In recent years, politics has grown increasingly petty and frustrating. Unfortunately, politics and policy are forever intertwined. A necessary precursor to "saving the world," electioneering turns students off. While countless Americans grow up with the bright-eyed dreams of becoming doctors, teachers or scientists to help people, no student (at least anyone who was not picked last at recess) aspires to be the next Karl Rove and slime candidates with half-truths and dusty skeletons in closets.

Why are idealistic youth frustrated with politics? In the same piece that rallied Dartmouth to political participation, the Editorial Board itself inadvertently provided an explanation why students are disillusioned with politics. Referring to the botched joke in which Senator Kerry tried to insult the IQ of President Bush, the Dartmouth Editorial Board effectively shot-gunned a can of "the Kool Aid," declaring, "Senator John Kerry's remarks this past week may have been offensive, but there was a grain of truth in them..." After reading Kerry's prepared remarks, any objective eye could realize that the senator did not intend to brazenly insult the intelligence of American soldiers. In spite of this reality, the White House and mass media turned his untimely verbal gaffe into a distracting media firestorm. The tools of the "Information Age" that allow campaigns to reach more voters in more ways quicker than ever before can just as easily be used for spreading misinformation. Like a metal ball in a pinball machine, Kerry's remarks bounced back and forth between conservative blogs, 24-hour news cable networks, print media, Rush Limbaugh's talk radio show and YouTube more than enough times to transform the "botched joke" into an intentional anti-American slur. In such an environment, stemming from both sides of the aisle, all too often the truth frustratingly becomes a casualty in politics.

* **Data shown**
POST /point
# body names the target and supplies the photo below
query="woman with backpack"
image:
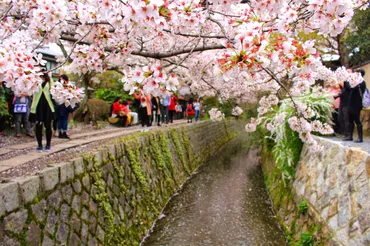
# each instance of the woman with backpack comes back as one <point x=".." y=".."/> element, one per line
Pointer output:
<point x="354" y="109"/>
<point x="190" y="111"/>
<point x="42" y="111"/>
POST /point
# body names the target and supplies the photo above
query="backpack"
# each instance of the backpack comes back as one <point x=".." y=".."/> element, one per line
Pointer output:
<point x="366" y="99"/>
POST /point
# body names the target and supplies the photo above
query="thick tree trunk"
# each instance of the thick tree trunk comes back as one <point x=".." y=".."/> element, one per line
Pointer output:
<point x="342" y="51"/>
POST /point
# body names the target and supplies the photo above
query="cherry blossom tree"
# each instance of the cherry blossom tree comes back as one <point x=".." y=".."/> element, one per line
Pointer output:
<point x="226" y="47"/>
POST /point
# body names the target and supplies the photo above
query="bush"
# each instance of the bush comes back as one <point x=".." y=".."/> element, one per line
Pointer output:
<point x="98" y="109"/>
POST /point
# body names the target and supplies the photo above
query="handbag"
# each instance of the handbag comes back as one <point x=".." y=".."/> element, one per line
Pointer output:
<point x="21" y="108"/>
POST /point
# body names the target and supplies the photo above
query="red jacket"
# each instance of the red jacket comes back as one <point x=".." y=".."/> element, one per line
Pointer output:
<point x="172" y="105"/>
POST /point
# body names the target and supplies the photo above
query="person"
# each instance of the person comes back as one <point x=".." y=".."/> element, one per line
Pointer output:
<point x="343" y="107"/>
<point x="335" y="90"/>
<point x="134" y="115"/>
<point x="156" y="110"/>
<point x="3" y="109"/>
<point x="237" y="111"/>
<point x="145" y="110"/>
<point x="190" y="111"/>
<point x="119" y="111"/>
<point x="62" y="112"/>
<point x="43" y="110"/>
<point x="172" y="106"/>
<point x="178" y="110"/>
<point x="197" y="109"/>
<point x="165" y="98"/>
<point x="354" y="109"/>
<point x="21" y="114"/>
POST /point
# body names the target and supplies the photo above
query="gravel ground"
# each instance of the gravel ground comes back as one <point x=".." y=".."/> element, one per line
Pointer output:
<point x="35" y="166"/>
<point x="365" y="145"/>
<point x="9" y="139"/>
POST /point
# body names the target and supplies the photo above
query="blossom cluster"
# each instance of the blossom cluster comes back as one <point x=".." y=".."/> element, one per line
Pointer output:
<point x="67" y="94"/>
<point x="215" y="114"/>
<point x="149" y="79"/>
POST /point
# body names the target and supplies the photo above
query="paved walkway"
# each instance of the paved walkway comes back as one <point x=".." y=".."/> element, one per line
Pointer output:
<point x="59" y="145"/>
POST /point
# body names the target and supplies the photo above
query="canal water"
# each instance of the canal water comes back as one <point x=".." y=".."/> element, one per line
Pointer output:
<point x="224" y="203"/>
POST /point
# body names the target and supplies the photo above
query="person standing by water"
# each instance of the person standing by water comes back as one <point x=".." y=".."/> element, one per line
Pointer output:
<point x="354" y="109"/>
<point x="165" y="98"/>
<point x="197" y="109"/>
<point x="3" y="109"/>
<point x="21" y="114"/>
<point x="42" y="111"/>
<point x="172" y="106"/>
<point x="343" y="108"/>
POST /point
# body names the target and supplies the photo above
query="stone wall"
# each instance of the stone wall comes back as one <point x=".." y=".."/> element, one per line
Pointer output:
<point x="110" y="196"/>
<point x="335" y="185"/>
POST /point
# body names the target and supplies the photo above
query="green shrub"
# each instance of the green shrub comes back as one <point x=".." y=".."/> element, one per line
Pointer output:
<point x="98" y="109"/>
<point x="306" y="239"/>
<point x="302" y="207"/>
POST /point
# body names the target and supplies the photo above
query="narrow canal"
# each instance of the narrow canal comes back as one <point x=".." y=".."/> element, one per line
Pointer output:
<point x="225" y="203"/>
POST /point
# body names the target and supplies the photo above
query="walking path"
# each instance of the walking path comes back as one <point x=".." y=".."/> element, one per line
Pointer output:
<point x="31" y="161"/>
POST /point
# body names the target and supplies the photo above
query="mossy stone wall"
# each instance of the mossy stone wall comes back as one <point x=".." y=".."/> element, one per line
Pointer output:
<point x="327" y="202"/>
<point x="110" y="196"/>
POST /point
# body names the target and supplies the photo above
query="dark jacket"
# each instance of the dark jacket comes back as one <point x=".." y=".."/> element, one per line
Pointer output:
<point x="355" y="97"/>
<point x="344" y="95"/>
<point x="64" y="111"/>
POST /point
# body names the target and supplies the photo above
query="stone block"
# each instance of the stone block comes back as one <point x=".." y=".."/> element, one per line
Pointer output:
<point x="77" y="187"/>
<point x="15" y="222"/>
<point x="9" y="197"/>
<point x="51" y="221"/>
<point x="86" y="182"/>
<point x="54" y="199"/>
<point x="62" y="233"/>
<point x="74" y="240"/>
<point x="50" y="177"/>
<point x="76" y="204"/>
<point x="66" y="171"/>
<point x="29" y="187"/>
<point x="67" y="193"/>
<point x="333" y="223"/>
<point x="64" y="212"/>
<point x="343" y="235"/>
<point x="33" y="235"/>
<point x="78" y="164"/>
<point x="364" y="219"/>
<point x="39" y="209"/>
<point x="47" y="241"/>
<point x="8" y="241"/>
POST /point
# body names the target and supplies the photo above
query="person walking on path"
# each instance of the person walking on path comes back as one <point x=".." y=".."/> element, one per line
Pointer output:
<point x="21" y="114"/>
<point x="343" y="108"/>
<point x="156" y="110"/>
<point x="197" y="109"/>
<point x="335" y="90"/>
<point x="43" y="110"/>
<point x="62" y="112"/>
<point x="3" y="109"/>
<point x="354" y="109"/>
<point x="145" y="111"/>
<point x="190" y="111"/>
<point x="164" y="103"/>
<point x="172" y="107"/>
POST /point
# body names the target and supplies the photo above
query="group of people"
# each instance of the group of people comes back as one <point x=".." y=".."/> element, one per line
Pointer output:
<point x="348" y="105"/>
<point x="40" y="111"/>
<point x="150" y="110"/>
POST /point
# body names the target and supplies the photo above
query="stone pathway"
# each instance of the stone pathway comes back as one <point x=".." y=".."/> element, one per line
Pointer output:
<point x="59" y="147"/>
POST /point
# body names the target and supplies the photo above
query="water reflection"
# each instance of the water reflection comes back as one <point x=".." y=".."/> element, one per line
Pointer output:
<point x="224" y="204"/>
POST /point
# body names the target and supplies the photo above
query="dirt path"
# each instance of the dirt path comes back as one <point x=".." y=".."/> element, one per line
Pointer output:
<point x="23" y="159"/>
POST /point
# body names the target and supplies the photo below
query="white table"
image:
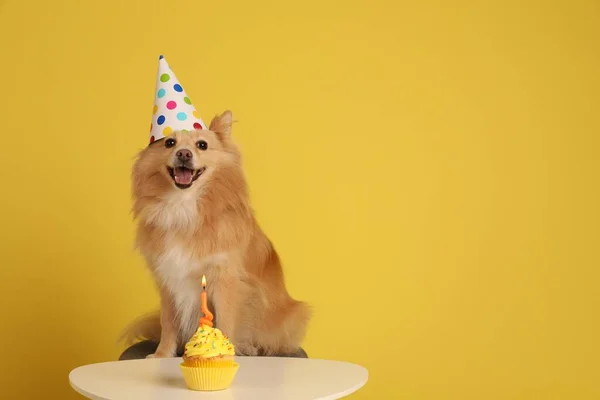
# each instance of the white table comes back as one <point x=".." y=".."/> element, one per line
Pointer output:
<point x="260" y="378"/>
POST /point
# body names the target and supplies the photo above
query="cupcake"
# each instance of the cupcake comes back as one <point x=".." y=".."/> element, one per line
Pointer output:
<point x="208" y="362"/>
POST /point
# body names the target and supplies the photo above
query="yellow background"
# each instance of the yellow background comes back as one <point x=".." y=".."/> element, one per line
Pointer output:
<point x="427" y="170"/>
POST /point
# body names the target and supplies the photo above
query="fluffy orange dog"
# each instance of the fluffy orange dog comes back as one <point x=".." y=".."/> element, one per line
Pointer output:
<point x="194" y="218"/>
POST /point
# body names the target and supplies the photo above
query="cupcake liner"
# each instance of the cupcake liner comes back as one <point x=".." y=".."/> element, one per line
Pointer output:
<point x="206" y="378"/>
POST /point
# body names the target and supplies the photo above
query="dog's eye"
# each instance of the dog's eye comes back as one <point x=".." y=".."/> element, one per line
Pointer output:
<point x="202" y="145"/>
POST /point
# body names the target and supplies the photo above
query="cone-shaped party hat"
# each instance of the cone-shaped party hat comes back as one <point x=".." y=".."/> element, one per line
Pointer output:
<point x="173" y="109"/>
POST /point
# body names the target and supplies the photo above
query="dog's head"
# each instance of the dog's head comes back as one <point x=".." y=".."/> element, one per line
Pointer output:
<point x="185" y="161"/>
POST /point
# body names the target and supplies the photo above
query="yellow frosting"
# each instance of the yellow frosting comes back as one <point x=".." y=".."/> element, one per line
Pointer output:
<point x="209" y="342"/>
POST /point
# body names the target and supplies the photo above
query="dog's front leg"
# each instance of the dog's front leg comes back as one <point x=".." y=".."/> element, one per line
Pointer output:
<point x="167" y="347"/>
<point x="227" y="302"/>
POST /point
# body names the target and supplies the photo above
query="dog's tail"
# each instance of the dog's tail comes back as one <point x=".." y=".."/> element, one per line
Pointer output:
<point x="145" y="327"/>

* **Task set**
A) Summarize the piece on students and politics in two sentences.
B) In the piece on students and politics, what did the White House and mass media turn Senator Kerry's verbal gaffe into?

* **Solutions for each task**
A) Politics has grown petty and frustrating, and the electioneering tied to policy turns off students, who dream of helping people rather than smearing candidates. The White House and mass media turned Senator Kerry's botched joke into a distracting media firestorm that cast it as an intentional anti-American slur, showing how the truth often becomes a casualty in politics.

B) A distracting media firestorm.